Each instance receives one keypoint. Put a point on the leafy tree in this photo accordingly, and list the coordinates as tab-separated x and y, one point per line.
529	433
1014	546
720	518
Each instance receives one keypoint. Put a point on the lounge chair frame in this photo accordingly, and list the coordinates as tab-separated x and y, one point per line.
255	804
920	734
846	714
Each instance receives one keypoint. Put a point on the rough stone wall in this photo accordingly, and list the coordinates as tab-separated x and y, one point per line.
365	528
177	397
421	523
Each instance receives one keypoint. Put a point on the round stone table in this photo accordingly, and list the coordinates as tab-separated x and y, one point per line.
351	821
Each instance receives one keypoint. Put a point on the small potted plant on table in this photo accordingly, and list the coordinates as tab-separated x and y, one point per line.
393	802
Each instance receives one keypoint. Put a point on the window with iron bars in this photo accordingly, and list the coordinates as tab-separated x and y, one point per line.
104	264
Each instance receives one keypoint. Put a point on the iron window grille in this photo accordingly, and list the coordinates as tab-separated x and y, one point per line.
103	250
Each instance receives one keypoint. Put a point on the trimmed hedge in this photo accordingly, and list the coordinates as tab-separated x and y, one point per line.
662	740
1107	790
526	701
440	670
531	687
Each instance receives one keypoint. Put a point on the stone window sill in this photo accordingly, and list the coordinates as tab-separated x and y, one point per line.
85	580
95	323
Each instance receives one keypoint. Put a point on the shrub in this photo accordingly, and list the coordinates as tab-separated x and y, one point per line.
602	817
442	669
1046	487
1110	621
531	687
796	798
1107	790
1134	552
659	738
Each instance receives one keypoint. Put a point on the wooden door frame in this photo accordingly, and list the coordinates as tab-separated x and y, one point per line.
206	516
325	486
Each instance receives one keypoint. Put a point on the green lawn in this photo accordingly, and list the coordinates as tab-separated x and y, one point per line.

- [Task objective]: Rewrite all of the records above as a single numbered list, leaving out any blank lines.

- [Reply to the exercise]:
1. Each instance receives one keypoint. Put a point on the leafy tree in this photo accordingly, and list the coordinates as tab-separated x and y, one point per line.
2. 529	433
3. 1014	546
4. 720	518
5. Each instance receives one keypoint. Put a point on the lounge chair frame in this photo accordingly, and list the coordinates as tab-separated x and y, one point per line.
6. 255	804
7. 920	734
8. 846	714
9. Each instance receives one keypoint. Put a point on the rough stone wall in this photo accordingly, and list the coordinates as tab-separated x and y, one point per line.
10. 365	528
11. 177	397
12. 421	523
13. Each instance receives one keypoint. Put a point on the round stone table in this photo accordingly, and list the coordinates as tab-separated x and y, one point per line.
14. 351	821
15. Each instance receives one keypoint. Put a point on the small potted plant on table in this photo accordingly, and list the coordinates as tab-separated x and y, one point per line.
16. 393	802
17. Each instance receives one keypoint. Put a point on the window with iron bars in this photo accordingly, and list the coordinates as tab-separated x and y, one point per line.
18. 104	264
19. Each instance receives one keypoint. Put a point on the iron window grille in this photo accordingly, and list the coordinates as tab-separated x and y, one point per line.
20. 103	250
21. Each instance receives one keypoint. Put a point on the trimmed hedge in this photo accordingly, and list the coordinates as tab-separated x and y, one point per line.
22. 662	740
23. 1107	790
24. 526	701
25. 440	670
26. 531	687
27. Each instance receives one keypoint. Put a point on the stone window sill in this photo accordingly, and list the coordinates as tab-separated x and y, one point per line.
28. 85	580
29. 95	323
30. Each instance receives one keypoint. Put a point on the shrub in this photo accordingly, and list the coordinates as tab-separated x and y, one point per line.
31. 602	817
32. 442	669
33. 1046	487
34. 1110	621
35. 531	687
36. 796	798
37. 1107	790
38. 1134	552
39. 659	738
40. Each instance receives one keypoint. Put a point on the wooden door frame in this photo accordingly, and list the coordinates as tab-separated x and y, one point per line.
41. 206	516
42. 325	486
43. Each instance receives one keypoint. Put a point on the green lawn in this photo accordingly, and list the coordinates as tab-separated x and y, one point per line.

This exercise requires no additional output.